• **Data shown**
################
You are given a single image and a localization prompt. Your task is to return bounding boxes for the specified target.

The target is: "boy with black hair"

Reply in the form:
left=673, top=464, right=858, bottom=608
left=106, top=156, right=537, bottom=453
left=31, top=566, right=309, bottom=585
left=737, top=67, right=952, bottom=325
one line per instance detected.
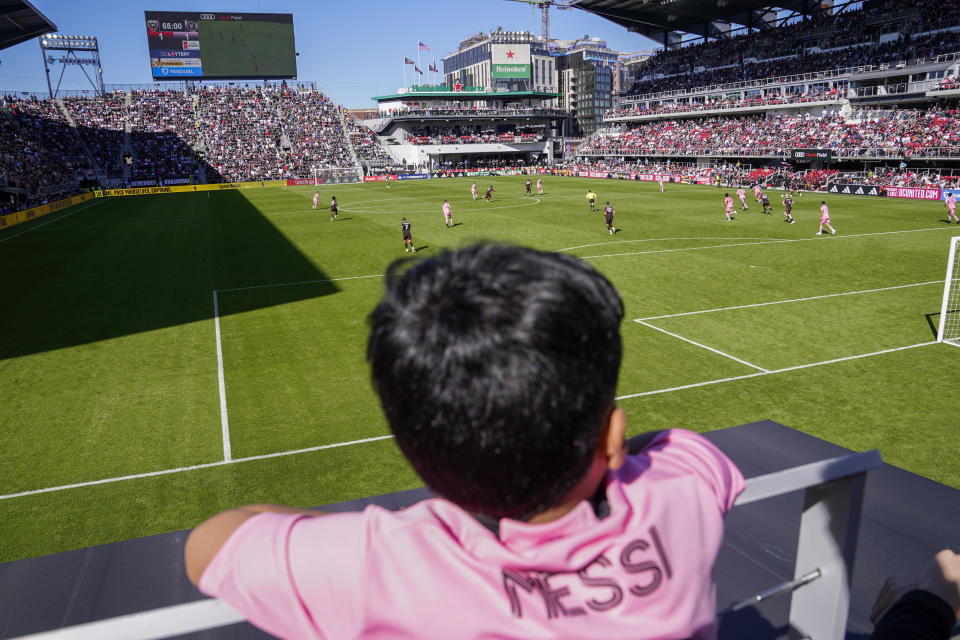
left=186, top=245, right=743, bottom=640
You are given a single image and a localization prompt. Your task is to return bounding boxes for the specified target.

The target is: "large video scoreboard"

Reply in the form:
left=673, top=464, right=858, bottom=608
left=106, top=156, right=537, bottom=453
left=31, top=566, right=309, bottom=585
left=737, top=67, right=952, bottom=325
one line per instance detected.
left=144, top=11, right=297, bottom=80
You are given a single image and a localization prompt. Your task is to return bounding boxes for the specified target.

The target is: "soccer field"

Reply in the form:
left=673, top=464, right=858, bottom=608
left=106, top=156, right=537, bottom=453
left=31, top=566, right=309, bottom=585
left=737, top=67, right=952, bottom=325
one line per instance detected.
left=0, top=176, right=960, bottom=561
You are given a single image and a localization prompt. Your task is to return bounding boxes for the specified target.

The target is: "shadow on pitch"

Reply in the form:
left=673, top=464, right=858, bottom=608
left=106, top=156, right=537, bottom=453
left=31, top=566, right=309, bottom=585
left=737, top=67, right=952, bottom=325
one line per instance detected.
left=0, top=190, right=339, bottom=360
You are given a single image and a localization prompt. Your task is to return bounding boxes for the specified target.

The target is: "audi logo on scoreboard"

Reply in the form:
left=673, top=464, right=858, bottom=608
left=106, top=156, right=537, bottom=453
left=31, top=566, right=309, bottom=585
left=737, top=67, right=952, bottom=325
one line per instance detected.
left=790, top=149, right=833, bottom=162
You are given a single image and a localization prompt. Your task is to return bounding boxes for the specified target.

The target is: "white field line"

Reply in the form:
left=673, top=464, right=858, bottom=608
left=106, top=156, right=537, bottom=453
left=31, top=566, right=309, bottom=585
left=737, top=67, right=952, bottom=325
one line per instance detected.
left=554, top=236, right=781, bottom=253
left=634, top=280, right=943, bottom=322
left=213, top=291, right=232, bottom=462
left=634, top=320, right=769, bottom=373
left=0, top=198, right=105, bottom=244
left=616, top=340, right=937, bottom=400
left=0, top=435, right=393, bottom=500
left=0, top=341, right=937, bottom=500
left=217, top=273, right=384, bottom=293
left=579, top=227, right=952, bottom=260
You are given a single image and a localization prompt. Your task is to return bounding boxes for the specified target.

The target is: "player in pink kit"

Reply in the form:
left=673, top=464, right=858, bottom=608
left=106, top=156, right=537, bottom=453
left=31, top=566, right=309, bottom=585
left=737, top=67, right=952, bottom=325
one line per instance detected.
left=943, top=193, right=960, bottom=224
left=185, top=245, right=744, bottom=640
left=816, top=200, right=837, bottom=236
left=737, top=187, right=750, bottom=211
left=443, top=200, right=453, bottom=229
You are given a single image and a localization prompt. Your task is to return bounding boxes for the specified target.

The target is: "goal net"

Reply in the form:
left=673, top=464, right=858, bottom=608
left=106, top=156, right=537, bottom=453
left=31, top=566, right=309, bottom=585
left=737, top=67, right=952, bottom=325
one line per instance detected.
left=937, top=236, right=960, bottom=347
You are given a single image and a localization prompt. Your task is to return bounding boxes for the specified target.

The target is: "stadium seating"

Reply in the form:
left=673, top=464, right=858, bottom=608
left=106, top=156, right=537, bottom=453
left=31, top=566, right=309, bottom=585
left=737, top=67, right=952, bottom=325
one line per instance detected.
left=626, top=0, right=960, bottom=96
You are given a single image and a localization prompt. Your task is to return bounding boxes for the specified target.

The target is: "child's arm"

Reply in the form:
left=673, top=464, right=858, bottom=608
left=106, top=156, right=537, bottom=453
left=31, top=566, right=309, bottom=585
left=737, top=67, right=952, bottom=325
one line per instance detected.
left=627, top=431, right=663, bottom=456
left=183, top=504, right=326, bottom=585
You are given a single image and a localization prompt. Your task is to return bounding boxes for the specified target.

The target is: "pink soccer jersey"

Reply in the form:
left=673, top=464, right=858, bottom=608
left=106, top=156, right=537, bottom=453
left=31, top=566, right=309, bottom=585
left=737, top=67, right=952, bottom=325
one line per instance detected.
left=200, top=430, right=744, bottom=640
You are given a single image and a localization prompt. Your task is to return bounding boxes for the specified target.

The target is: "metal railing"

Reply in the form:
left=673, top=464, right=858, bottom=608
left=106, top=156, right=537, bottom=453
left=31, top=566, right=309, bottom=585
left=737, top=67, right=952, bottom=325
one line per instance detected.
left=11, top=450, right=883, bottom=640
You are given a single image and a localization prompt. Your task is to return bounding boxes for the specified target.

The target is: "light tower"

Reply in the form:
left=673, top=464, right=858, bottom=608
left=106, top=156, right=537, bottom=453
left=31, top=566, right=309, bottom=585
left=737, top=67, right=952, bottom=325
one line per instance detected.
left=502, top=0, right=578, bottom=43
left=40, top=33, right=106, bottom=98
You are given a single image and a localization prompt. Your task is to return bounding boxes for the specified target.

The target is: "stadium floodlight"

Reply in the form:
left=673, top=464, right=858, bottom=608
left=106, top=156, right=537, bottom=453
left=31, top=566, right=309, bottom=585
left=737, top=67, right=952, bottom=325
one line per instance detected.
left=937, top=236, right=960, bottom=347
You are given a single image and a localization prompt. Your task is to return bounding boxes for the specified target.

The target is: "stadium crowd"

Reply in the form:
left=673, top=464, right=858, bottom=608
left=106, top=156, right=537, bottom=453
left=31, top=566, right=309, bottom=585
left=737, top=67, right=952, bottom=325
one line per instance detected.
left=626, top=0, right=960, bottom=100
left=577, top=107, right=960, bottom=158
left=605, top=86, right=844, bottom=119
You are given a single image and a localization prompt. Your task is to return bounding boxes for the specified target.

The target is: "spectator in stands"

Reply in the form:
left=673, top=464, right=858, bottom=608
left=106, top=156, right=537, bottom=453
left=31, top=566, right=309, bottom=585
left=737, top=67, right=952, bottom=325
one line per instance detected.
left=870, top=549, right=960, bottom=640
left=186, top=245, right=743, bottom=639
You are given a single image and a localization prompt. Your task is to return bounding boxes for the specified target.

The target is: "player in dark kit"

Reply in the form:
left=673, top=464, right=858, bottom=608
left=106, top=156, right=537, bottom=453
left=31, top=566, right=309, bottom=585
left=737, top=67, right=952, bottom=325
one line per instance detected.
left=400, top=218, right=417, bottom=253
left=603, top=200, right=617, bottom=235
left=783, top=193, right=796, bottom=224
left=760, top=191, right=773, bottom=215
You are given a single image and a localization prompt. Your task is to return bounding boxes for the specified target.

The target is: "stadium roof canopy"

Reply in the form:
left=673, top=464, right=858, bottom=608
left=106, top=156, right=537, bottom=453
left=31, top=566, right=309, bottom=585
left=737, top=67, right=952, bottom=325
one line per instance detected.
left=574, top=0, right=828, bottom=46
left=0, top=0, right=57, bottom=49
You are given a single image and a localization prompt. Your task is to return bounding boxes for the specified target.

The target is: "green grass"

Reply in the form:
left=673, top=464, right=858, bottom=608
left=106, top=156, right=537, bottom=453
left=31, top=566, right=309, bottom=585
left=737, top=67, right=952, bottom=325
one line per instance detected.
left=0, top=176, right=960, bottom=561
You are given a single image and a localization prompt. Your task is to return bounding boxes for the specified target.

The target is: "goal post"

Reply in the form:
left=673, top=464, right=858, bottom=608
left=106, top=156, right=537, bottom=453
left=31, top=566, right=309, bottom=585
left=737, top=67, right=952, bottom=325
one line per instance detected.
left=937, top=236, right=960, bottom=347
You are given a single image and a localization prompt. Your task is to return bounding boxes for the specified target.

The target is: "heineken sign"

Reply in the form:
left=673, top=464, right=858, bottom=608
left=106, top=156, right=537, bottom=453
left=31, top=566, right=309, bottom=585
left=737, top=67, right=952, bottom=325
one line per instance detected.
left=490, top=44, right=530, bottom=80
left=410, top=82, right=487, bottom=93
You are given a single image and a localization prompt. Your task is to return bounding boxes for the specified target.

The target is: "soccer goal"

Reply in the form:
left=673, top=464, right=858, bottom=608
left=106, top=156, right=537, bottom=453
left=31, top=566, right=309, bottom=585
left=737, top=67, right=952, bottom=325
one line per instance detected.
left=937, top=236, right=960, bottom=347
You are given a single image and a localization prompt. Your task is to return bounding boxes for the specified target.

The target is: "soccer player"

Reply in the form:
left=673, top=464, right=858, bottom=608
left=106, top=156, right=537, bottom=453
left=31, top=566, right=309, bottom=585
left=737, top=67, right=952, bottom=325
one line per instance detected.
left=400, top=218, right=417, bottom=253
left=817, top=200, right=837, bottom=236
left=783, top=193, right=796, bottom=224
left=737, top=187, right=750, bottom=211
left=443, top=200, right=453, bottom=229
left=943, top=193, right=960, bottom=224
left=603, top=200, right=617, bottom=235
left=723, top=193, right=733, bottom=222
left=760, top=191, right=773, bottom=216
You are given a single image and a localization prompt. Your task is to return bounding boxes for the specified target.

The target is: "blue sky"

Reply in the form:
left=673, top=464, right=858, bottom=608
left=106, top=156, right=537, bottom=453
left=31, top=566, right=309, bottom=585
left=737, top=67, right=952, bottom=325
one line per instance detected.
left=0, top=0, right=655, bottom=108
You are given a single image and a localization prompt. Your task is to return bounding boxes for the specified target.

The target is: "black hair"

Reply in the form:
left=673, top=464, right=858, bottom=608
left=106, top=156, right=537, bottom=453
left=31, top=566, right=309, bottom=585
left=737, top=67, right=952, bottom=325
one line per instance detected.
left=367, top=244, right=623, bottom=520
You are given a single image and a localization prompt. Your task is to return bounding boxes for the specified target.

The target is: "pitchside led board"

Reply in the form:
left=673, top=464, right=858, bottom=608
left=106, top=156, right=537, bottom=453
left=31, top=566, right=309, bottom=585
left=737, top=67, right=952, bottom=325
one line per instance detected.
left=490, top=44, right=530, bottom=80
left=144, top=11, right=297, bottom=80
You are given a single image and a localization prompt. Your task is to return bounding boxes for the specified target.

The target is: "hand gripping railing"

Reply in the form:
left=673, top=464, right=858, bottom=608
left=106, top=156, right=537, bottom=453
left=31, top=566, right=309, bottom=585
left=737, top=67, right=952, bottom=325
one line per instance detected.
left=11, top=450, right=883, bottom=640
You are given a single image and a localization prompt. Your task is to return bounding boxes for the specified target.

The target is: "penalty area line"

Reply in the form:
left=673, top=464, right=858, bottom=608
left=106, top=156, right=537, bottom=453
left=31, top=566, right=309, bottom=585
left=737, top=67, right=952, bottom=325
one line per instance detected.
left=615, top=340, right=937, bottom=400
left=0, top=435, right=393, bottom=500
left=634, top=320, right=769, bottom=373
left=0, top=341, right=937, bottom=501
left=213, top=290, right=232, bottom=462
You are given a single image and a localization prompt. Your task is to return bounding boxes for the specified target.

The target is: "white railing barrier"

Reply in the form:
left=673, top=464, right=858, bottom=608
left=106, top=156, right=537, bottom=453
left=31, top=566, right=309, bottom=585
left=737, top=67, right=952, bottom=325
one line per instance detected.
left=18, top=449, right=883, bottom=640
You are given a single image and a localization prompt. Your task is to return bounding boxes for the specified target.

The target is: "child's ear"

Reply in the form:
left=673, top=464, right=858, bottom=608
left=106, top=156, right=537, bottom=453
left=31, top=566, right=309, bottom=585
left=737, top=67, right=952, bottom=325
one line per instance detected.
################
• **Stated problem**
Rewrite the rows from the very start through the line holding "left=790, top=149, right=833, bottom=162", inclusive, with "localization prompt" changed to "detection prompt" and nothing else altered. Leave the pictures out.

• **Answer to this task**
You are given a single image and a detection prompt. Your task is to return bounding boxes for the specified target.

The target is: "boy with black hair"

Reply in the form:
left=673, top=464, right=858, bottom=608
left=106, top=156, right=537, bottom=453
left=31, top=566, right=309, bottom=585
left=737, top=67, right=952, bottom=325
one line per instance detected.
left=186, top=245, right=743, bottom=640
You are given a single image and a detection prompt. Your task is to return bounding boxes for the specified target.

The target is: "large video scoreboard"

Reply in the form:
left=673, top=464, right=858, bottom=608
left=106, top=156, right=537, bottom=453
left=31, top=566, right=309, bottom=585
left=737, top=67, right=952, bottom=325
one line per instance detected.
left=144, top=11, right=297, bottom=80
You are given a single image and a detection prompt. Your task is to return bounding boxes for the specified target.

The target is: "soccer field"

Reply in the form:
left=673, top=464, right=858, bottom=608
left=106, top=156, right=537, bottom=453
left=31, top=566, right=309, bottom=585
left=737, top=67, right=952, bottom=325
one line per instance detected.
left=0, top=176, right=960, bottom=561
You are given a single image and a detection prompt. Your task is to return bounding boxes for the specified target.

The target is: "shadow on pitch"

Reply in the form:
left=673, top=464, right=858, bottom=608
left=106, top=156, right=537, bottom=453
left=31, top=566, right=309, bottom=585
left=737, top=67, right=952, bottom=325
one line per instance detected.
left=0, top=190, right=339, bottom=360
You are given a single image and a detection prompt. Your task is to return bounding boxes for the specified target.

The target is: "audi logo on scoreboard"

Reply in the form:
left=673, top=464, right=858, bottom=608
left=106, top=156, right=537, bottom=453
left=31, top=566, right=309, bottom=585
left=737, top=67, right=952, bottom=325
one line per instance detected.
left=790, top=149, right=833, bottom=162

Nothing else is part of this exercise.